Reading passage:
<<<<

Location
- 11101 North Wells Bypass Mount Vernon, (Jefferson County), Illinois 62864 United States

Information
- Type: Public high school
- Principal: Rowdy Fatheree
- Staff: 89.57 (FTE)
- Enrollment: 1,240 (2023-2024)
- Student to teacher ratio: 13.84
- Colors: Orange and black
- Athletics conference: South Seven
- Nickname: Rams

= Mt. Vernon Township High School (Illinois) =

High school in Illinois, United States

Mt. Vernon Township High School (MVTHS) is a public high school located in Mount Vernon, Illinois, United States. It serves grades 9-12 and is maintained and operated by the Mt. Vernon Township High School District No. 201 of Jefferson County, Illinois. Mt. Vernon Township High School occupies 82 acres with a main building and associated sports fields. The school has an enrollment of approximately 1,325 students. The school is fully accredited by the North Central Association of Colleges and Schools and the State of Illinois.

==History==
In 1903 the board of Mt. Vernon township decided to establish a dedicated high school for the entire township, and a school board for the high school was created the following year. The school was the successor to the Mt. Vernon City High School, which had been in operation since 1884. The township school district originally had 36 sqmi of area.

>>>>

Requirements:
• a. Using the Mt. Vernon Township High School article, answer these:
(i) What is the school's nickname?
(ii) How many acres does the school occupy?
(iii) In what year did the Mt. Vernon township board decide to establish a dedicated high school?
• b. Could you write the next part of the Mt. Vernon Township High School article, picking up right after its final sentence?
The data that follows has no connection to the Mt. Vernon Township High School article.

Data shown:
<<<<

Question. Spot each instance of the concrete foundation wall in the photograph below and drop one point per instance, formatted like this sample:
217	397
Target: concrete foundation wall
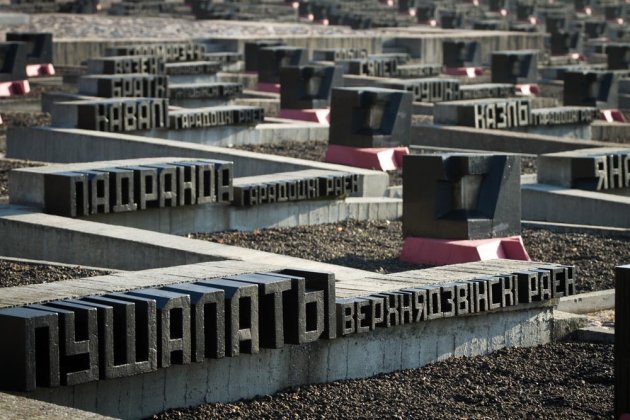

>>>>

Responses per task:
• a.
(i) Rams
(ii) 82 acres
(iii) 1903

• b.
In September 1904 the first building, what would later become B Building, started being built. Mt. Vernon Township High School opened in 1905, with completion in July of that year, an August 15 dedication, and a September 1 start of classes. At its opening the new school had James M. Dickson as the principal, an enrollment of ninety girls and seventy boys, and a faculty of six. At the end of that first year, the class of 1906 had thirteen graduates.

Building B initially had a cupola but it was removed by a 1911 storm. Silas Echols, who began working for the school in its opening, became the principal in 1915 upon Dickson's retirement. In 1916 enrollment increased to around 160-260. The graduating class that year numbered 36. Enrollment was reduced during the United States entry into World War I but increased in the 1920s, and there were 503 pupils in 1935.

Unlike the city's public grade schools, which were racially segregated until the mid-1950s, the school was integrated from the beginning.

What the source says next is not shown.